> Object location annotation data
▬▬▬

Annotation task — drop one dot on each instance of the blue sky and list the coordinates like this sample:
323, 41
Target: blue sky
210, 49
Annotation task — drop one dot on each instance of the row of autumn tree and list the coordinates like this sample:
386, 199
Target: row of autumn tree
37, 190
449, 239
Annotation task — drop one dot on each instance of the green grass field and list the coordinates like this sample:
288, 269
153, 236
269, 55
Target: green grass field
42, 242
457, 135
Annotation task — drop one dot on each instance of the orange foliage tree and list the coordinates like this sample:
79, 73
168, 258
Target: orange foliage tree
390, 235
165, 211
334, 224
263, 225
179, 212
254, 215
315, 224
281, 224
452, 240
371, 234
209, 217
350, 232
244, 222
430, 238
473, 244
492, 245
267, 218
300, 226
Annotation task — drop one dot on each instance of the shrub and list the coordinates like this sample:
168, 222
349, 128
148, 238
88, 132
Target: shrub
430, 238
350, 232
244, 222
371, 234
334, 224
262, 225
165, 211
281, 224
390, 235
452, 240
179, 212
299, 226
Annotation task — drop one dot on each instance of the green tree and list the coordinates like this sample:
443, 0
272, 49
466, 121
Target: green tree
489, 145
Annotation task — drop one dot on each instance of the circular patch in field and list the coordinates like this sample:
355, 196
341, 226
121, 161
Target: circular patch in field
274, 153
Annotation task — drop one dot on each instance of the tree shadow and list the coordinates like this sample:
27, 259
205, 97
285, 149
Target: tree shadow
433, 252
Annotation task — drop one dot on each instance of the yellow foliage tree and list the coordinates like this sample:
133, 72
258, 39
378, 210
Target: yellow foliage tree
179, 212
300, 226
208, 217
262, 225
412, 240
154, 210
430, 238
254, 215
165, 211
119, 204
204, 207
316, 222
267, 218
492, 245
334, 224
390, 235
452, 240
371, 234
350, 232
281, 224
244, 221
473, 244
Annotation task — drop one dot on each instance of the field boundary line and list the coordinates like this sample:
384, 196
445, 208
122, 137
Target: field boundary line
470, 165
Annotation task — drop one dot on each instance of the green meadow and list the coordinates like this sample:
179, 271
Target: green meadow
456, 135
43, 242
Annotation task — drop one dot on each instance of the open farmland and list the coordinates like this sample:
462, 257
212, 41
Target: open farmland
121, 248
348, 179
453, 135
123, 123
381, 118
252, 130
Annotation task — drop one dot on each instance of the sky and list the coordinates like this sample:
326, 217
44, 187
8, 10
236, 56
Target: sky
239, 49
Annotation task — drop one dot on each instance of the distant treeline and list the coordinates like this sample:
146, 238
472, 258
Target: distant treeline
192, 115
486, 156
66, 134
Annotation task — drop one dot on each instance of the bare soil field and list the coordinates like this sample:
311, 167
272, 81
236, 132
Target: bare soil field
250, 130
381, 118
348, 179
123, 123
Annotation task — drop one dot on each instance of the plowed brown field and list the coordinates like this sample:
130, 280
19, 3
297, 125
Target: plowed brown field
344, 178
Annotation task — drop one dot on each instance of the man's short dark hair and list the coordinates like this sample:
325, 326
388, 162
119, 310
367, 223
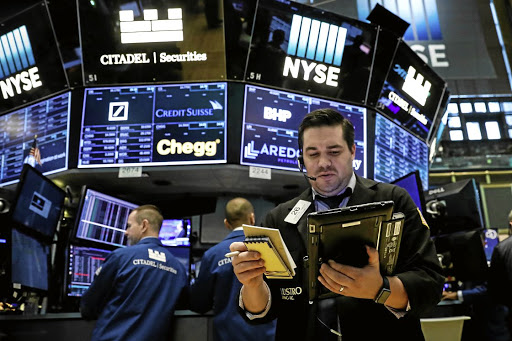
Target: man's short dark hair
151, 213
326, 118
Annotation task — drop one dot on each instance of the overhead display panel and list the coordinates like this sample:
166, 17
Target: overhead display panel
411, 93
30, 63
37, 135
306, 49
132, 42
398, 152
271, 123
153, 125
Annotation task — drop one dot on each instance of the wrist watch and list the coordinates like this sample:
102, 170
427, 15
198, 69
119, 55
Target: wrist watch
384, 291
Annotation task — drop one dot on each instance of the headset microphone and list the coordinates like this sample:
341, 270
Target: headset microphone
300, 161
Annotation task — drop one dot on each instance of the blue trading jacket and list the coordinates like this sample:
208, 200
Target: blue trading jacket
135, 293
217, 288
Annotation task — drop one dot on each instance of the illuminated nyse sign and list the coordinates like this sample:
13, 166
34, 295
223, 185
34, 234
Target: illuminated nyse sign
319, 41
18, 72
151, 30
425, 29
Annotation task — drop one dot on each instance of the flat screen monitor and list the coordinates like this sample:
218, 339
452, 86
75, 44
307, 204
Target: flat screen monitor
29, 262
454, 207
31, 67
175, 232
412, 92
37, 135
83, 262
38, 204
491, 240
271, 122
310, 50
151, 41
412, 184
160, 125
182, 254
398, 152
102, 219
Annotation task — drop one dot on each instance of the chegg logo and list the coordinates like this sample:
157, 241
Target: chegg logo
199, 148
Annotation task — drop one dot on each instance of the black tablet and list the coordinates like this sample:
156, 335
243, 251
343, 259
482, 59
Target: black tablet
341, 235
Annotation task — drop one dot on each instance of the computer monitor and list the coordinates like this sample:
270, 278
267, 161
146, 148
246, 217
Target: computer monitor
454, 207
102, 219
83, 261
154, 125
38, 203
29, 263
38, 135
183, 255
271, 122
398, 152
175, 232
412, 184
465, 251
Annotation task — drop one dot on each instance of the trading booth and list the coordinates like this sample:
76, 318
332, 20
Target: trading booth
207, 103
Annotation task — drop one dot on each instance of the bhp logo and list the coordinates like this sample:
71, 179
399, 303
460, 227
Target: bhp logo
15, 52
316, 40
422, 16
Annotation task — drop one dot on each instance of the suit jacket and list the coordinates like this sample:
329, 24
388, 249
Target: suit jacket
359, 319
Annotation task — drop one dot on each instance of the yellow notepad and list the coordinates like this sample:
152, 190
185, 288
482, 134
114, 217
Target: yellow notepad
268, 242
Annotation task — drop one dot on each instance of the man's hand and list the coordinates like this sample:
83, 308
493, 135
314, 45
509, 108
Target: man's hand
247, 265
449, 295
249, 268
351, 281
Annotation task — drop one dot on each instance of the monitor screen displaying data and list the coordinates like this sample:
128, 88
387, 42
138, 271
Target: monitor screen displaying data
102, 219
37, 135
271, 123
398, 152
83, 262
39, 203
29, 262
154, 125
175, 232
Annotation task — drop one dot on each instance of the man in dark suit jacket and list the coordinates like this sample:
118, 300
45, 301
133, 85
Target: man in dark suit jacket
370, 306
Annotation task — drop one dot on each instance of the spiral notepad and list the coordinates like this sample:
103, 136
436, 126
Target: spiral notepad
278, 262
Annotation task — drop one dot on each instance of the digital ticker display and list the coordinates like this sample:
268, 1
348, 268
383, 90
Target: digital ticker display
411, 93
37, 135
398, 152
154, 125
271, 123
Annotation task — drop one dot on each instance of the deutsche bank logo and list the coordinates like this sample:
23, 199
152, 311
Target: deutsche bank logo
118, 111
316, 40
15, 52
422, 16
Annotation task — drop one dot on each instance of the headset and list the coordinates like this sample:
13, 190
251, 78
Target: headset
300, 163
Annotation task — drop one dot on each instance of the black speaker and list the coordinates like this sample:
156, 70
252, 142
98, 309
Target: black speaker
381, 16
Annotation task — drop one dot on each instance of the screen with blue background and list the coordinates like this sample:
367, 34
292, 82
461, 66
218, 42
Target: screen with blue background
271, 123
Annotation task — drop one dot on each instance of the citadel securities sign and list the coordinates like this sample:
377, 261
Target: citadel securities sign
142, 45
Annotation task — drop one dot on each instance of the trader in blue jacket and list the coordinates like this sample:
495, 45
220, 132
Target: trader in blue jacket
217, 287
135, 291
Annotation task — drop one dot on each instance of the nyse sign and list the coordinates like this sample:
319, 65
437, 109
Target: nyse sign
432, 54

▬▬▬

> SET PROBLEM
Return exactly, and only, the line containing "the black speaker" and every line after it through the end of the material.

> THE RESULT
Annotation task — drop one dot on each instance of the black speaker and list the coordinates like this sample:
156, 70
252, 142
98, 309
Target: black speaker
381, 16
Annotation task — drop one dot on each instance of the screen with blue background and list the coordinates like this sample:
367, 34
292, 82
461, 66
218, 42
Target: screen with blue background
271, 123
Annotation task — drop one dot on each instance of the citadel securities sign and list the coordinates like this sample:
377, 261
Target: citadel securities sign
142, 45
Annotation task — drop one dot on each instance of the trader in blue jacket and list the coordinates like this sample:
495, 45
220, 132
Target: trader in blue jacket
217, 287
135, 291
Annotation task — drop one dot on each instance of the nyse sign and list the coordinates like this sample:
319, 65
437, 109
Target: nyse sign
432, 54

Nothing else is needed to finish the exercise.